Rewrite every line of the material below with "bounding box" changed to "box coordinates" and everything else left as is. Leave the pictures out of your answer.

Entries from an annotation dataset
+ + + + +

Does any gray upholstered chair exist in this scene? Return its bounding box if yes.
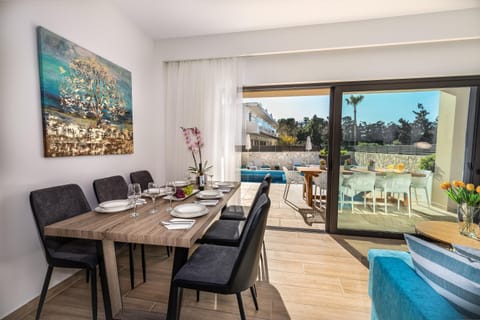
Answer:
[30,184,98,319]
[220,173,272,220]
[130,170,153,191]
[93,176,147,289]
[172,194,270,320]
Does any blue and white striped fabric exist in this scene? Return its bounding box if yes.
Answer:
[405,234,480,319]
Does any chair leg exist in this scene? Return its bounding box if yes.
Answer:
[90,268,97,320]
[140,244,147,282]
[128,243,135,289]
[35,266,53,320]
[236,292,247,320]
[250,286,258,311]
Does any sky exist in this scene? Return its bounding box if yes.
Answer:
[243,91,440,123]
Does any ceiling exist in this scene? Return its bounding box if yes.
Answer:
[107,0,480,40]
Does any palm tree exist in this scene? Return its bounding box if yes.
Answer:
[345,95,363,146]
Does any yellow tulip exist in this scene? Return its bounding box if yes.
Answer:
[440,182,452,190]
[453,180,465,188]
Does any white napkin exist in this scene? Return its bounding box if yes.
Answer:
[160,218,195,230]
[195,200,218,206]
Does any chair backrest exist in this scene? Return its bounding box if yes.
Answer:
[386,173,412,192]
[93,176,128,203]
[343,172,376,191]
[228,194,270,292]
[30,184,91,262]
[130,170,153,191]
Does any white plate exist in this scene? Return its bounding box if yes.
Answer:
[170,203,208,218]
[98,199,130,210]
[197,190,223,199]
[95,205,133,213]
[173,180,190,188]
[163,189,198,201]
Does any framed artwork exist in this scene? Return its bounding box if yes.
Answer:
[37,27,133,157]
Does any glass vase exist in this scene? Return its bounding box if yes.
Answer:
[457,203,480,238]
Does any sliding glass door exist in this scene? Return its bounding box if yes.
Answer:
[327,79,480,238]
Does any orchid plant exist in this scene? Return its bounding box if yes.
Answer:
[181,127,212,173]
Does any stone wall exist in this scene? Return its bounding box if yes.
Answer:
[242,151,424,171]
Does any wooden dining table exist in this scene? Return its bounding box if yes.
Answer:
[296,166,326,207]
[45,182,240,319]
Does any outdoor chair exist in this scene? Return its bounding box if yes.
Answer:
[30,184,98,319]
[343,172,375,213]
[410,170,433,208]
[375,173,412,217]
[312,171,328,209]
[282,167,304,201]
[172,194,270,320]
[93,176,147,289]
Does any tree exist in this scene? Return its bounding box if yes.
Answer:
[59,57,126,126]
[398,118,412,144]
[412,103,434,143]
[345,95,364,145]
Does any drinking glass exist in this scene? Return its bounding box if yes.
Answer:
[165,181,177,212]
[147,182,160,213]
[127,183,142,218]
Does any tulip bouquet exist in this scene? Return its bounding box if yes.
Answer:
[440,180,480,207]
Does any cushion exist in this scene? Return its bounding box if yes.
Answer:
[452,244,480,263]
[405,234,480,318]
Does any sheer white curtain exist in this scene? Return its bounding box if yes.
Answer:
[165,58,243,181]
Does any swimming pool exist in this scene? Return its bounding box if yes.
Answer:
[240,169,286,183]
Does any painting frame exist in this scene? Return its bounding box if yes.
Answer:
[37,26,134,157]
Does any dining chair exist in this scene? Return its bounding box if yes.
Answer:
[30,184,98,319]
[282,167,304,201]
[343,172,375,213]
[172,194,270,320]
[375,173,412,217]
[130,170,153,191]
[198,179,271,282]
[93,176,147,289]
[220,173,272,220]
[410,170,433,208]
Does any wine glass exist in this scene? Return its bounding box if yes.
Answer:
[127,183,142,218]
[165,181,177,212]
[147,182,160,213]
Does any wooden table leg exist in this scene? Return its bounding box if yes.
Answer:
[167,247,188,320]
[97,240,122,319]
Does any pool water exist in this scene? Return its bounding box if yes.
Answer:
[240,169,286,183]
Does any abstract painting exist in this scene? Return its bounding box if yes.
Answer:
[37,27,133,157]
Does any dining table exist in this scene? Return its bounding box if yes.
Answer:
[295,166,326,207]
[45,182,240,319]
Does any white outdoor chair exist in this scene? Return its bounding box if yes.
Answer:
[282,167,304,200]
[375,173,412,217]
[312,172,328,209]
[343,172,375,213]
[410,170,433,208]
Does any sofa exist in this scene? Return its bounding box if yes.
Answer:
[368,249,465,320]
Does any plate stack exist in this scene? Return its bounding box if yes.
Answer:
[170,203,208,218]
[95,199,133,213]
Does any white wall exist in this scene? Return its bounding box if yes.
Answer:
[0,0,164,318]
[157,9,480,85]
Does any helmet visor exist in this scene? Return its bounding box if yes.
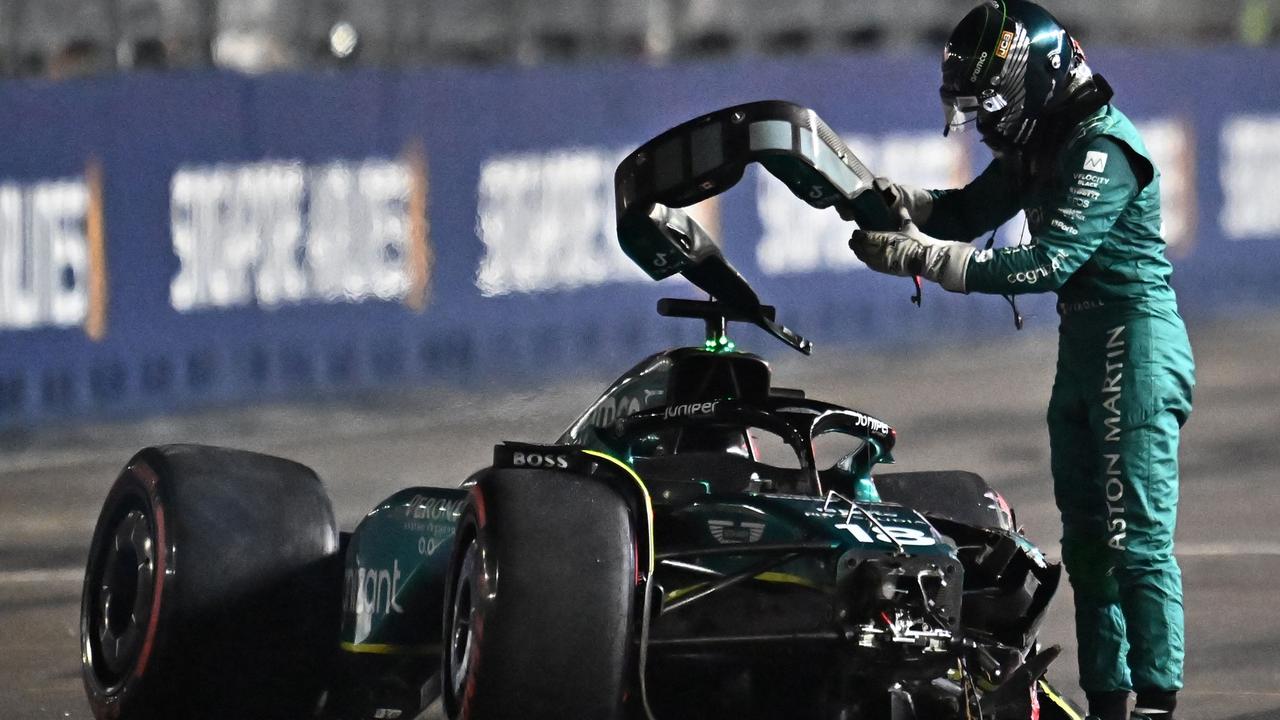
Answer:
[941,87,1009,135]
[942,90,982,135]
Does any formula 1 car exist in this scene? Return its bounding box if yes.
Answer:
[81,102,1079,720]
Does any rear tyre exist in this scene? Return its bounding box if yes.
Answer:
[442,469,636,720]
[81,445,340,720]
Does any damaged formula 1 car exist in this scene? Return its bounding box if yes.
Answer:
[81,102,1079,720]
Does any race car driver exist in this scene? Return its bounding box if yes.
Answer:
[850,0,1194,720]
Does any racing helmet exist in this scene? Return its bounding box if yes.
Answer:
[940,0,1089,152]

+ + + + +

• Solution to this exercise
Does any gray upholstered chair exist in this scene? Return its box coordinates if yes.
Answer:
[30,184,98,319]
[220,173,272,220]
[130,170,153,191]
[93,176,147,289]
[172,194,270,320]
Does any blue and white striped fabric exist in this scene? Return its box coordinates if yes.
Answer:
[405,234,480,319]
Does any chair leg exist in this scene? Return its box coordinates if yes.
Answer:
[90,268,97,320]
[140,244,147,282]
[128,243,135,289]
[35,266,53,320]
[236,292,247,320]
[250,286,258,311]
Does any sky exist in this scene? Return its box coordinates if yes.
Answer:
[243,91,440,123]
Does any ceiling exist in this scene? Return its box coordinates if yes.
Answer:
[107,0,480,40]
Does any palm tree exist in this scene? Return its box coordinates if yes.
Answer:
[345,95,363,146]
Does any yellow tulip exist in this scene? Return its box coordinates if yes.
Answer:
[440,182,452,190]
[453,180,465,188]
Does any white napkin exist in this scene? Return its box coordinates if yes.
Answer:
[160,218,195,230]
[195,200,218,206]
Does any chair backrest exist in this scene? Return its box coordinates if yes.
Answer:
[386,173,412,192]
[93,176,128,203]
[343,172,376,191]
[228,194,270,292]
[30,184,91,262]
[130,170,153,191]
Does any white plate exist in this scene? Return its box coordinates if yes.
Answer:
[170,203,208,218]
[98,199,130,210]
[197,190,223,199]
[95,205,133,213]
[173,180,190,188]
[163,189,198,201]
Does any framed artwork exist in this scene? Return its box coordinates if yes.
Answer:
[37,27,133,157]
Does any glass vase exist in this scene? Return its box coordinates if yes.
Answer:
[457,203,480,238]
Does any sliding glass door exist in this scene? Return its box coordinates if yes.
Answer:
[327,79,480,238]
Does any orchid plant exist in this scene? Return its box coordinates if yes.
Answer:
[181,127,212,173]
Does any stone wall exist in this scene? Return its box coordinates if yes.
Answer:
[242,151,424,171]
Does any wooden dining table exist in this scene? Return its box coordinates if yes.
Answer:
[296,166,326,207]
[45,182,240,319]
Does any outdoor chair exist in this scene? Return its box coordinates if yes.
Answer:
[30,184,98,319]
[343,172,375,213]
[410,170,433,208]
[375,173,412,217]
[312,171,328,209]
[282,167,304,201]
[172,194,270,320]
[93,176,147,289]
Does any tree exist in this scene? Return its box coordinates if yes.
Answer:
[59,57,126,126]
[398,118,412,144]
[412,103,434,143]
[345,95,364,145]
Does any drinking glass exist in this scene? Return its box coordinates if yes.
Answer:
[165,181,177,212]
[147,182,160,213]
[127,183,142,218]
Does any tulip bouquet exist in this scene? Return its box coordinates if yes.
Answer:
[440,180,480,207]
Does any cushion exist in this scene? Return its box coordinates if yes.
Answer:
[452,244,480,263]
[405,234,480,318]
Does any sheer white curtain exist in this scene? Return its box coordinates if yes.
Answer:
[165,58,243,181]
Does any swimming pool exist in this scene? Return its box coordinates if yes.
Answer:
[240,169,286,183]
Does any painting frame exist in this scene? Return its box coordinates if yes.
Answer:
[37,26,134,157]
Does any dining chair exist in this scene? Return its box coordinates if yes.
Answer:
[30,184,98,319]
[282,167,304,201]
[343,172,375,213]
[172,194,270,320]
[375,173,412,217]
[130,170,153,191]
[198,179,271,282]
[93,176,147,289]
[220,173,272,220]
[410,170,433,208]
Does any wine glass exist in this scene? Return its box coordinates if yes.
Answer:
[127,183,142,218]
[165,181,177,212]
[147,182,160,213]
Does any wooden table leg exist in this scene? Return its box coordinates if yes.
Answer:
[167,247,188,320]
[97,240,122,319]
Does any pool water exist in this scene? Return its box coordinates if yes.
Answer:
[240,169,286,183]
Does any abstract painting exist in this scene? Return its box coordinates if yes.
Answer:
[37,27,133,157]
Does any dining table exist in this scene? Return its box coordinates if yes.
Answer:
[295,166,326,207]
[45,182,240,319]
Does any white outdoor chair exist in this scene? Return its box coordinates if yes.
Answer:
[282,167,304,200]
[375,173,412,217]
[312,172,328,209]
[343,172,375,213]
[410,170,433,208]
Does any sofa exist in this scene? Return its box coordinates if yes.
Answer:
[368,249,465,320]
Does any plate stack exist in this scene? Return its box coordinates if yes.
Answer:
[170,203,208,218]
[95,199,133,213]
Does any white wall exist in this scene? Return its box coordinates if yes.
Answer:
[0,0,164,318]
[157,9,480,85]
Does any helmet visor exist in this scene? Return its box coordinates if yes.
Answer:
[941,87,1009,135]
[942,90,982,135]
Does any formula 1 car exist in this scene? Return its box coordinates if yes.
Answer:
[81,102,1079,720]
Does any rear tyre exist in this scene? Return its box coordinates if yes.
Answer:
[442,469,636,720]
[81,445,340,720]
Does any damaged formula 1 car exist in this scene? Return its box coordinates if yes.
Answer:
[81,102,1079,720]
Does any race car driver exist in this scene? Return its box coordinates if yes.
Answer:
[850,0,1194,720]
Does any racing helmet exist in this scene? Return its box coordinates if yes.
Answer:
[940,0,1089,152]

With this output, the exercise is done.